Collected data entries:
■ ■ ■ ■ ■

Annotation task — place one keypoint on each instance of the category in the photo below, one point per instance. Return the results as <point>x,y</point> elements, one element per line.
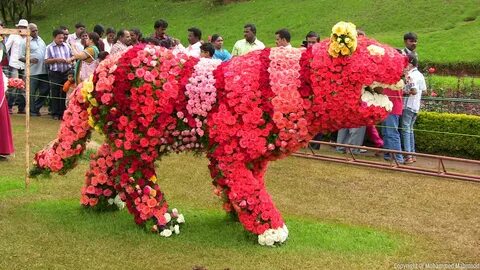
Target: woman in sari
<point>87,59</point>
<point>6,138</point>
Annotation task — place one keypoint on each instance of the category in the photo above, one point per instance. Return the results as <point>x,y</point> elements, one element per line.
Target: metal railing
<point>350,158</point>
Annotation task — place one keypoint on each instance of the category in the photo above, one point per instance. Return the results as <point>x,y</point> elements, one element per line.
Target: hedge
<point>448,141</point>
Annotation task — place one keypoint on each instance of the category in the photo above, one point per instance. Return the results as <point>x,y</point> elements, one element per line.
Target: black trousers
<point>57,79</point>
<point>38,86</point>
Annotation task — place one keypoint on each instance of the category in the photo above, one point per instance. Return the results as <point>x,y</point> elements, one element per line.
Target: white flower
<point>167,217</point>
<point>269,241</point>
<point>166,233</point>
<point>261,239</point>
<point>181,218</point>
<point>376,50</point>
<point>118,202</point>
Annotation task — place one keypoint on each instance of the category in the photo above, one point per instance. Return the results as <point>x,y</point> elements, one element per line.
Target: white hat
<point>22,22</point>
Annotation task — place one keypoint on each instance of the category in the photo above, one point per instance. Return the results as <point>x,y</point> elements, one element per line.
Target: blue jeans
<point>40,83</point>
<point>391,136</point>
<point>408,138</point>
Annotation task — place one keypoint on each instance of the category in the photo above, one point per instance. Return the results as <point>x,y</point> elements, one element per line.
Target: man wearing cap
<point>410,40</point>
<point>76,38</point>
<point>249,43</point>
<point>13,45</point>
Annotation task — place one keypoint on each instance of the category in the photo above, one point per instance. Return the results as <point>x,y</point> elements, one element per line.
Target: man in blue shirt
<point>38,71</point>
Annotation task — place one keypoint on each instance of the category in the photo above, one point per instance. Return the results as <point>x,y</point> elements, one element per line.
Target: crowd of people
<point>56,69</point>
<point>397,128</point>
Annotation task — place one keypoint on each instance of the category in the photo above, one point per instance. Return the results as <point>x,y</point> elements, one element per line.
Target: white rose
<point>261,239</point>
<point>166,233</point>
<point>269,241</point>
<point>376,50</point>
<point>181,218</point>
<point>167,217</point>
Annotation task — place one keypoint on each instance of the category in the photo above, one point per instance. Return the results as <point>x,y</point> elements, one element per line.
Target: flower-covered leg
<point>143,197</point>
<point>99,190</point>
<point>254,206</point>
<point>221,188</point>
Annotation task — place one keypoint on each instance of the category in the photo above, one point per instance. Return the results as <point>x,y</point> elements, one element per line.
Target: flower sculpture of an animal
<point>243,114</point>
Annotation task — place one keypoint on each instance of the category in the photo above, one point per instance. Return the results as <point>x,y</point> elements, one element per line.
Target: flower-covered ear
<point>343,40</point>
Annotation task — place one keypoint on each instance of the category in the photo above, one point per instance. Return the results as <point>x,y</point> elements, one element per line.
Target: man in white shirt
<point>282,38</point>
<point>413,90</point>
<point>249,43</point>
<point>76,38</point>
<point>410,40</point>
<point>194,41</point>
<point>13,45</point>
<point>123,42</point>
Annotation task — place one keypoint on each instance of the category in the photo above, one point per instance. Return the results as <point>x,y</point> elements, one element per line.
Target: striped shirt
<point>58,51</point>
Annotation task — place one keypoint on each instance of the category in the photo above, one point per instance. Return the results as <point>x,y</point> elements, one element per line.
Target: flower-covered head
<point>348,90</point>
<point>343,40</point>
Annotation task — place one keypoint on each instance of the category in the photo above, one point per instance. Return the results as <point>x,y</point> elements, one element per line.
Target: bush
<point>452,144</point>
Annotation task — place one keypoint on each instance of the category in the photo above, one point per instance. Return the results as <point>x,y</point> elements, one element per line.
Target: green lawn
<point>339,217</point>
<point>447,30</point>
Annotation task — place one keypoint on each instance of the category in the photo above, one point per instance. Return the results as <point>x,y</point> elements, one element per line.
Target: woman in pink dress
<point>6,139</point>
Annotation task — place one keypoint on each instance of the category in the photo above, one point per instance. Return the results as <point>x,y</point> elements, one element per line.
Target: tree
<point>14,10</point>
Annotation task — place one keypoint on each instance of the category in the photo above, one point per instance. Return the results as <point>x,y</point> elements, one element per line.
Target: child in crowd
<point>69,86</point>
<point>207,50</point>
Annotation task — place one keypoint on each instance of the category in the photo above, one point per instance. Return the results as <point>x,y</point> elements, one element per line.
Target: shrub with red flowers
<point>16,83</point>
<point>243,113</point>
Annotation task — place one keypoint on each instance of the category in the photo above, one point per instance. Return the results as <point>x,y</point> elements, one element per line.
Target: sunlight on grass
<point>211,228</point>
<point>14,186</point>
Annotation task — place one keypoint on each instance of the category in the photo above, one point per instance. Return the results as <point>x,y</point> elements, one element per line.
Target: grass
<point>339,217</point>
<point>449,40</point>
<point>451,85</point>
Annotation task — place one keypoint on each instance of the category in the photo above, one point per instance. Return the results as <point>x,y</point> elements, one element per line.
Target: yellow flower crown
<point>343,41</point>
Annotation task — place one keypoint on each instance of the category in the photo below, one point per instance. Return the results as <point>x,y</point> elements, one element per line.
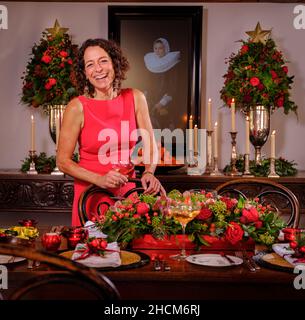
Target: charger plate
<point>129,259</point>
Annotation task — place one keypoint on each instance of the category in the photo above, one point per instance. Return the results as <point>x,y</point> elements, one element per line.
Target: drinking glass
<point>125,168</point>
<point>183,213</point>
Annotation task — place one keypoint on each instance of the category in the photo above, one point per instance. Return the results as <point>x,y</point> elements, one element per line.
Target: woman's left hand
<point>152,185</point>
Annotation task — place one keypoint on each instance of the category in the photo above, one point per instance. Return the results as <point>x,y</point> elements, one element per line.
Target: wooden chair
<point>104,201</point>
<point>66,280</point>
<point>278,196</point>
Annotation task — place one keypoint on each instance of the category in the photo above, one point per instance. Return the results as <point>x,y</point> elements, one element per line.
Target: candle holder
<point>247,172</point>
<point>215,171</point>
<point>233,170</point>
<point>209,166</point>
<point>272,173</point>
<point>32,155</point>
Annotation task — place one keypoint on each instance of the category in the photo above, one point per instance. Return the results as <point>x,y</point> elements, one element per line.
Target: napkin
<point>93,231</point>
<point>283,250</point>
<point>109,259</point>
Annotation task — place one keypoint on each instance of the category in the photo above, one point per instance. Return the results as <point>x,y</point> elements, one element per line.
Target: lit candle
<point>57,127</point>
<point>210,115</point>
<point>247,135</point>
<point>273,144</point>
<point>233,115</point>
<point>32,133</point>
<point>191,133</point>
<point>195,139</point>
<point>215,140</point>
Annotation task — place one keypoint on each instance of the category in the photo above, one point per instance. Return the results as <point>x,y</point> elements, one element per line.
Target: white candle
<point>233,115</point>
<point>215,140</point>
<point>210,115</point>
<point>191,133</point>
<point>32,133</point>
<point>247,135</point>
<point>273,144</point>
<point>195,139</point>
<point>57,126</point>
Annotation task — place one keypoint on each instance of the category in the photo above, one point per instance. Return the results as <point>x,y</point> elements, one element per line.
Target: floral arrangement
<point>257,74</point>
<point>219,218</point>
<point>49,78</point>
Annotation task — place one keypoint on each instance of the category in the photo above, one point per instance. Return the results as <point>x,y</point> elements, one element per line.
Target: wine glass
<point>183,213</point>
<point>125,168</point>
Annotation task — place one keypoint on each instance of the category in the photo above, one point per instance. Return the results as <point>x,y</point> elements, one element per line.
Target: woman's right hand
<point>112,179</point>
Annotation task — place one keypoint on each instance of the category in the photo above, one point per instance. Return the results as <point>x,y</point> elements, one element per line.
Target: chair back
<point>103,199</point>
<point>65,279</point>
<point>278,196</point>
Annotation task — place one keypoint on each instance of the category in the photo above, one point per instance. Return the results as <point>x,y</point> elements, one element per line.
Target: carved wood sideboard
<point>40,193</point>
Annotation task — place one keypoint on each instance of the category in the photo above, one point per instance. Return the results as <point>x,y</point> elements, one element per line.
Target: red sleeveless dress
<point>102,117</point>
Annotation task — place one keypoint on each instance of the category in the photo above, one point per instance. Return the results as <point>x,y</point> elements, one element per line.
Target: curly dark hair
<point>119,61</point>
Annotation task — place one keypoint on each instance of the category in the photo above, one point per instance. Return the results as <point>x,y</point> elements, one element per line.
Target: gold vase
<point>259,120</point>
<point>54,111</point>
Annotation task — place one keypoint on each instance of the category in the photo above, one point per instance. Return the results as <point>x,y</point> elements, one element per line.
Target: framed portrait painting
<point>163,47</point>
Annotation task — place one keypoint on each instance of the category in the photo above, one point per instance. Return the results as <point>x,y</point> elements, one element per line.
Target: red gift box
<point>175,243</point>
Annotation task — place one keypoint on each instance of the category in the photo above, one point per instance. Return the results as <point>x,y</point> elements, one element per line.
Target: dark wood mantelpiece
<point>40,193</point>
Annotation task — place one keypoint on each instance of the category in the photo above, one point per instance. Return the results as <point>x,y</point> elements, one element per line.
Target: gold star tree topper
<point>259,35</point>
<point>57,29</point>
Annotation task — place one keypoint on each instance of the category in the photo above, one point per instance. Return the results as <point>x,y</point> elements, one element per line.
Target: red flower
<point>63,54</point>
<point>244,49</point>
<point>204,214</point>
<point>254,81</point>
<point>46,59</point>
<point>142,208</point>
<point>249,216</point>
<point>234,233</point>
<point>285,69</point>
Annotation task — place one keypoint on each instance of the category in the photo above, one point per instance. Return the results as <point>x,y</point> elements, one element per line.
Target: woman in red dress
<point>103,121</point>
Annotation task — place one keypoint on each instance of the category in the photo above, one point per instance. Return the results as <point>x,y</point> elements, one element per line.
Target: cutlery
<point>246,260</point>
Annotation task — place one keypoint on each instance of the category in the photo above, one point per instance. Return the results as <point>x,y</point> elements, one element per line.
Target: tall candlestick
<point>210,114</point>
<point>247,136</point>
<point>215,140</point>
<point>57,127</point>
<point>273,144</point>
<point>195,139</point>
<point>32,133</point>
<point>233,115</point>
<point>191,133</point>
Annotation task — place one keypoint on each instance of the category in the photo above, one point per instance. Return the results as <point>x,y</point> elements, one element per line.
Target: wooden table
<point>186,281</point>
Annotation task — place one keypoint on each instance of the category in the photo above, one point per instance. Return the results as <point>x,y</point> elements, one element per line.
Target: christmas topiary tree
<point>257,74</point>
<point>49,78</point>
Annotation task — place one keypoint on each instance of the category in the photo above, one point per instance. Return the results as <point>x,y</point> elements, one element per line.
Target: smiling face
<point>99,68</point>
<point>159,49</point>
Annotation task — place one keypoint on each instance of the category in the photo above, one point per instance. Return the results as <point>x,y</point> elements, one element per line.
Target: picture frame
<point>135,29</point>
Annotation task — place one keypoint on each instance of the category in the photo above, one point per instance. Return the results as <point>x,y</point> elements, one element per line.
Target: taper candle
<point>273,144</point>
<point>215,140</point>
<point>247,136</point>
<point>57,127</point>
<point>32,133</point>
<point>209,115</point>
<point>195,138</point>
<point>233,115</point>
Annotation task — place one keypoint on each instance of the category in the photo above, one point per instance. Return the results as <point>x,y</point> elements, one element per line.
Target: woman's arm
<point>150,151</point>
<point>70,129</point>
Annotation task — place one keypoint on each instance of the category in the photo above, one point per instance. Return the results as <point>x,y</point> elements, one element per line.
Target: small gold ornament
<point>259,35</point>
<point>57,30</point>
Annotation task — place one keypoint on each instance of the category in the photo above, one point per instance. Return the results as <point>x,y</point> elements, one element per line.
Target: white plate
<point>213,260</point>
<point>4,259</point>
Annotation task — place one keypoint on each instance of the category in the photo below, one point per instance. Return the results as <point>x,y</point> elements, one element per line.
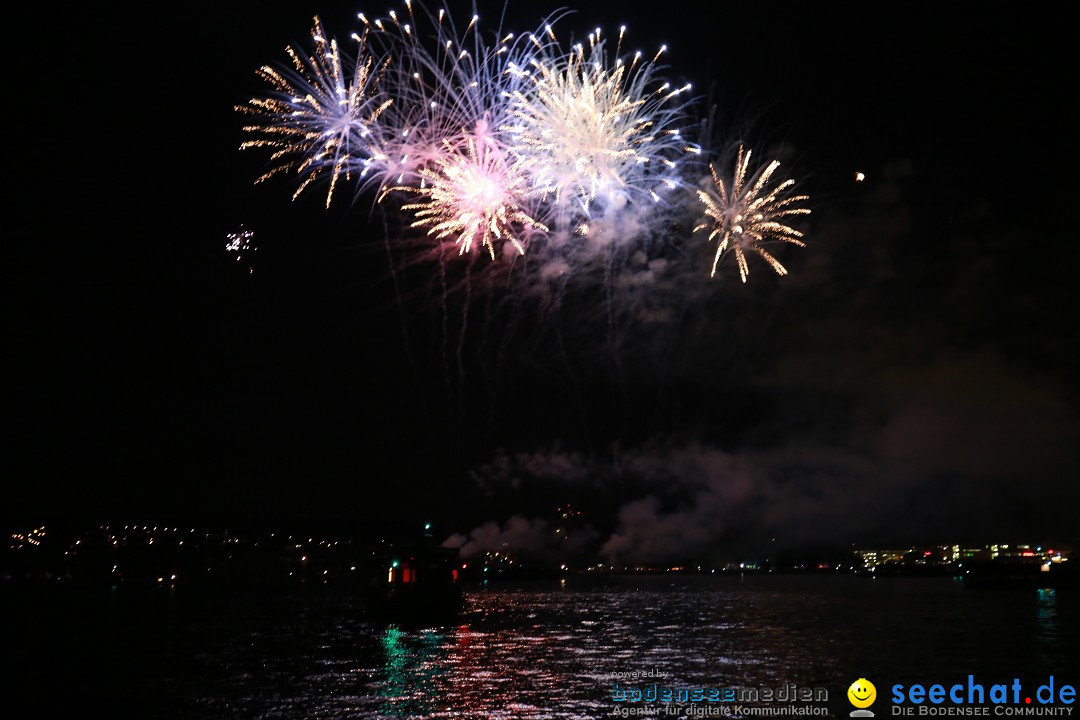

■ ■ ■ ■ ■

* GOAL OF THE EXERCISE *
Filter the listing above, copying out each line that contains the string "woman". Treat the match as case-sensitive.

* REPLY *
Target: woman in sari
Target: woman in pink dress
Target: woman's left hand
Target: woman's right hand
Target: woman in red dress
Target: woman's arm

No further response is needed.